**Information shown**
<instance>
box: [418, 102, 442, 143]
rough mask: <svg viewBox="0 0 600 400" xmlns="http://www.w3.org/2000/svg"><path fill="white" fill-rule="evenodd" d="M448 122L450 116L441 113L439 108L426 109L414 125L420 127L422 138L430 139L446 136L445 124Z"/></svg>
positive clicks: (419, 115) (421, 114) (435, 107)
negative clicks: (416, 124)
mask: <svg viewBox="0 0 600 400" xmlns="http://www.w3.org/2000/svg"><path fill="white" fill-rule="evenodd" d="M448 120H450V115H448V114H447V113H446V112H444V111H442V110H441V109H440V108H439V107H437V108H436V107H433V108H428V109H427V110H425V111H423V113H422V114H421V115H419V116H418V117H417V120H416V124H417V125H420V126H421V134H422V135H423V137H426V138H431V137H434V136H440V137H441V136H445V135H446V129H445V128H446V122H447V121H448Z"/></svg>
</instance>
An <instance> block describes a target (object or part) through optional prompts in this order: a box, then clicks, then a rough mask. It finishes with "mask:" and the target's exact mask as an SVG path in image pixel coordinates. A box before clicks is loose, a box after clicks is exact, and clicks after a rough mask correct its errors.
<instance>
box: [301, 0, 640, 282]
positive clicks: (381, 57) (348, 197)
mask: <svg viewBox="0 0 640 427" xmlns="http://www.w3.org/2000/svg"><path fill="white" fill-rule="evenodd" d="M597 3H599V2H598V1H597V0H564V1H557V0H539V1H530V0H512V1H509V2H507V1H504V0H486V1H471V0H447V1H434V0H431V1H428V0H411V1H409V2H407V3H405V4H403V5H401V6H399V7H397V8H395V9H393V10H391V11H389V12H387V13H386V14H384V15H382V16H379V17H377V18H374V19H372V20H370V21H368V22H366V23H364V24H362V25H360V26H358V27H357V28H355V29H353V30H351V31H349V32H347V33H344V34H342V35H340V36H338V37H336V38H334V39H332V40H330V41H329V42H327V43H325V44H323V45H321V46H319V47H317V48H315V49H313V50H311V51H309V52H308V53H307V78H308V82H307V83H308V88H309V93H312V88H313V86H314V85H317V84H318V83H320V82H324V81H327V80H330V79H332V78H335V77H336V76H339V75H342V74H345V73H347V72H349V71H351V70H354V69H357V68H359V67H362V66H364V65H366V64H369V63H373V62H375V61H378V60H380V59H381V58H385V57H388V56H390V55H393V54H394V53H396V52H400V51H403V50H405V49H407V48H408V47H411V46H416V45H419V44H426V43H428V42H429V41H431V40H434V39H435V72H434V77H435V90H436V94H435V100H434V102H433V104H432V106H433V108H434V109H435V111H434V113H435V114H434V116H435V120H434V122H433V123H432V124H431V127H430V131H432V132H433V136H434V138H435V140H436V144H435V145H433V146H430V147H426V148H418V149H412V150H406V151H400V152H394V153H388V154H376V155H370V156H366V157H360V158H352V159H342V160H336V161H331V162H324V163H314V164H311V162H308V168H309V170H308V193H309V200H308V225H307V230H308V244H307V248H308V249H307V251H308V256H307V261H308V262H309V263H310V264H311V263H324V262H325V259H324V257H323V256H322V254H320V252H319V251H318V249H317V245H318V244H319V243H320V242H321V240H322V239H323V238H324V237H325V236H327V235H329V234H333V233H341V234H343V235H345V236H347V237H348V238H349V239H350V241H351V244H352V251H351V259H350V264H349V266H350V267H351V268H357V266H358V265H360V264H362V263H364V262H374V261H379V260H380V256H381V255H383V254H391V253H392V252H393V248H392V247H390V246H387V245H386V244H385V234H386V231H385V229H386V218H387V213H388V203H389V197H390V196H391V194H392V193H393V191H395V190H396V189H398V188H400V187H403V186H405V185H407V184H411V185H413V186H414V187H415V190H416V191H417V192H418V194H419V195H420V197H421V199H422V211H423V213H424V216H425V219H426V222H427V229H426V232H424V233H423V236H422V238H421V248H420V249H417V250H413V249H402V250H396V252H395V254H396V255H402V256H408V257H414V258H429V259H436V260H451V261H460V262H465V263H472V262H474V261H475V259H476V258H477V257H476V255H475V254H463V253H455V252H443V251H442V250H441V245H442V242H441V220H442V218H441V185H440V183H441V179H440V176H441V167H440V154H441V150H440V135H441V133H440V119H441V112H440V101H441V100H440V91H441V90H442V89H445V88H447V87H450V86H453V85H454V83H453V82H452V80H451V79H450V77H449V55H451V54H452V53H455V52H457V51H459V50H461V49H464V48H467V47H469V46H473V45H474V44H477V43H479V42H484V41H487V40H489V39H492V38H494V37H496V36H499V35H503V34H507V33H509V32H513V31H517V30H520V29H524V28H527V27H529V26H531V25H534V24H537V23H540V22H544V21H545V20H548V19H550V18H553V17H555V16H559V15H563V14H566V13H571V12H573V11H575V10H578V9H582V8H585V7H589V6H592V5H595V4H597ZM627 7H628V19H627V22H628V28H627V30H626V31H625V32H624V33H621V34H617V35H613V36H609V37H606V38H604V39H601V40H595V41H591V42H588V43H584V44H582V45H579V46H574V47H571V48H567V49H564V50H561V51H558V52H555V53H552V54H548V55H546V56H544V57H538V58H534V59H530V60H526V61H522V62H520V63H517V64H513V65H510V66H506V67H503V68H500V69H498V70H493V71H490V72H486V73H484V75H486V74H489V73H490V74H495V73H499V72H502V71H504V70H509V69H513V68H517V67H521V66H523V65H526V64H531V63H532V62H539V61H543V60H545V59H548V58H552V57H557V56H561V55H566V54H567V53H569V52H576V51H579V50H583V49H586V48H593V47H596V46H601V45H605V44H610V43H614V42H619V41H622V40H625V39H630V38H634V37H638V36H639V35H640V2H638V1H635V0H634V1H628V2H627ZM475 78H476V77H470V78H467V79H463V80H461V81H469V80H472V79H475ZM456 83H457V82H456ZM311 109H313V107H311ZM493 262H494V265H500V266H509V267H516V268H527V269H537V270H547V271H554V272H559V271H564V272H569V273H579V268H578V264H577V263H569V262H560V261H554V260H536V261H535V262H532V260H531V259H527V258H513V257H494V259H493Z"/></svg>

**What to produce**
Pull out each line above that contains the string "rough" and copy it in full.

**Written answer**
rough mask: <svg viewBox="0 0 600 400" xmlns="http://www.w3.org/2000/svg"><path fill="white" fill-rule="evenodd" d="M448 122L450 116L441 113L439 108L426 109L414 125L420 127L422 138L430 139L446 136L445 124Z"/></svg>
An <instance> block describes a target (object or part) through optional prompts in this order: a box, then clicks, then a rough mask. It finishes with "mask:" and the target's exact mask as an SVG path in image pixel coordinates. A box before clicks is loose, a box after clicks is exact, and clicks after a rough mask correct its errors.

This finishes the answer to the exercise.